Exercise brief :: Copy the listing below line for line, with every word, mark, and space unchanged.

★ ★ ★ ★ ★ ★ ★

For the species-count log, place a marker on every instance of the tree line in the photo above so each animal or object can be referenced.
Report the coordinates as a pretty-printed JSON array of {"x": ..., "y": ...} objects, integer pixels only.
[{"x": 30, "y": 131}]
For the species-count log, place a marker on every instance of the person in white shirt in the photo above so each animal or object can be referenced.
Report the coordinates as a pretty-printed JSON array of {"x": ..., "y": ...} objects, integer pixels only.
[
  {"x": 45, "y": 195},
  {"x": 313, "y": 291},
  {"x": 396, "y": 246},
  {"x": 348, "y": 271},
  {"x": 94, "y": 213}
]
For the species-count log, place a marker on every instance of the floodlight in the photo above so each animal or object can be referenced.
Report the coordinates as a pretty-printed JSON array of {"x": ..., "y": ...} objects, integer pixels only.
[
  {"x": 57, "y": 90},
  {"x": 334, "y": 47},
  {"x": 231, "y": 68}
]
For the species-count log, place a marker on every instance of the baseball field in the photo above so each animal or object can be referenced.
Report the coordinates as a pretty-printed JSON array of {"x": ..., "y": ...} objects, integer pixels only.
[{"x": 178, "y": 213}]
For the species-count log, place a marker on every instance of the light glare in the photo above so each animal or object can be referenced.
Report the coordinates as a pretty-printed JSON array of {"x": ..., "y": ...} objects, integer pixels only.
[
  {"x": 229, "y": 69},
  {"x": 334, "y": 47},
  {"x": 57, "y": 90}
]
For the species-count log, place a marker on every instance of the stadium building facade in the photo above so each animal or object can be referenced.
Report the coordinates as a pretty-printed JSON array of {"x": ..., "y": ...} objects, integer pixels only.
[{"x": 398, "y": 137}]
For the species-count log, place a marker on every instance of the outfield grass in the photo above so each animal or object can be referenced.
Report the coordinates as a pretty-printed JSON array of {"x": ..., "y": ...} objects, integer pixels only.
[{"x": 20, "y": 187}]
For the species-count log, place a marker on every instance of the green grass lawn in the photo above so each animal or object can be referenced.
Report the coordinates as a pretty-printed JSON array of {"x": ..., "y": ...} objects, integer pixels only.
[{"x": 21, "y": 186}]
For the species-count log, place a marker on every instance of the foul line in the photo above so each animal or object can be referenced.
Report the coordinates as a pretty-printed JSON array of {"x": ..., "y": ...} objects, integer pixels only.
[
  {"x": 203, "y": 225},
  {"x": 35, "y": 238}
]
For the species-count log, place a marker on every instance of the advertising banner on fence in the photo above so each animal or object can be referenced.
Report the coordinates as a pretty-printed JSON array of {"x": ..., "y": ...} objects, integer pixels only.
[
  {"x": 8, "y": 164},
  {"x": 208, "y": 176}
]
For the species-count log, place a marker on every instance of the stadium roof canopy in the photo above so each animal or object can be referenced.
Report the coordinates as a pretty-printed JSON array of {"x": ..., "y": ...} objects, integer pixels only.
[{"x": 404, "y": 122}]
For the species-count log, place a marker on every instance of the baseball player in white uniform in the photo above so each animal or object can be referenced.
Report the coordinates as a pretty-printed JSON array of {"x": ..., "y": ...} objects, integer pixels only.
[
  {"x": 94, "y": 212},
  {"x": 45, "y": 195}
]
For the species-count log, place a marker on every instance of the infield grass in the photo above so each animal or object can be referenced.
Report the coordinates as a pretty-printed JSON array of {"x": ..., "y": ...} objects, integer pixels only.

★ ★ ★ ★ ★ ★ ★

The reply ::
For the species-count log, place a marker on every instance of the tree line in the photo above so each animal or object can be referenced.
Report the coordinates as a pretty-printed JSON array of {"x": ..., "y": ...} objects, integer pixels only.
[{"x": 30, "y": 131}]
For the species-count log, place a marker on every instance of the person in white shirt in the photo above so each animal or object can be referenced.
Report the coordinates as a pretty-printed JSON array of {"x": ..., "y": ...} objects, integer pixels only.
[
  {"x": 45, "y": 195},
  {"x": 313, "y": 291},
  {"x": 396, "y": 246},
  {"x": 348, "y": 271},
  {"x": 94, "y": 213}
]
For the species-count log, place a marker on every instance of the floodlight in the photo above so each animal or object can be referenced.
Report the coordinates as a pretty-printed JSON array of {"x": ..., "y": ...} objects, integer pixels only.
[
  {"x": 57, "y": 90},
  {"x": 334, "y": 47},
  {"x": 231, "y": 68}
]
For the species-count log, place a marker on every instance of the baseball field in the photo above so each animal or object can be referenced.
Report the coordinates as a pretty-printed JSON array of {"x": ..., "y": ...} objects, integer pixels only.
[{"x": 178, "y": 213}]
For the species-count log, place a marker on every instance of the light glare in the photo above so each animal or object can be referenced.
Report the coordinates as a pretty-printed JSON array of {"x": ..., "y": ...} objects, integer pixels only.
[
  {"x": 229, "y": 69},
  {"x": 334, "y": 47},
  {"x": 57, "y": 90}
]
For the species-count log, place a marker on every instance of the stadium building facade in the photo above so each animal or object can be referenced.
Report the coordinates as a pretty-printed JSON array of {"x": ..., "y": ...} objects, integer pixels only.
[{"x": 398, "y": 137}]
For the species-count log, place a marker on every instance of the outfield grass in the photo above so each animal or object can be referenced.
Report the coordinates as a pretty-printed JSON array of {"x": ..., "y": ...} objects, integer pixels only.
[{"x": 20, "y": 187}]
For the species-count log, place a marker on every instance of the green grass lawn in the photo above so each animal or object can be referenced.
Report the coordinates as a pretty-printed JSON array of {"x": ..., "y": ...} objects, integer pixels only.
[{"x": 21, "y": 186}]
For the species-count log, place a marker on every instance of the foul line in the photo above so each animal or object can be referenced.
Report the coordinates as a pretty-printed JSON array of {"x": ..., "y": ...} objects, integer pixels only.
[
  {"x": 203, "y": 225},
  {"x": 35, "y": 238}
]
For the species-count log, place a marker on every instance of the advertising banner on fence in the photo above so each animal or object can be referenced.
Report the coordinates as a pretty-printed JSON array of {"x": ..., "y": ...} objects, integer pixels only.
[
  {"x": 8, "y": 164},
  {"x": 208, "y": 176}
]
For the species-count log, place a marker on every instance of the stadium roof canopy in the photo above so each animal or object can be referenced.
Report the coordinates as a pretty-printed JSON array of {"x": ..., "y": ...} objects, integer pixels only.
[{"x": 404, "y": 122}]
For the species-count log, place a marker on every instance of the baseball player in white uniform in the photo above so each animal or object can be referenced.
Report the coordinates as a pretty-printed JSON array of {"x": ..., "y": ...} objects, integer pixels only.
[
  {"x": 94, "y": 212},
  {"x": 45, "y": 195}
]
For the species-count log, place a marker on every instance of the infield grass in the photo above so each animal or object can be referenced.
Report the coordinates as a pretty-printed JSON array of {"x": ..., "y": ...} objects, integer pixels only.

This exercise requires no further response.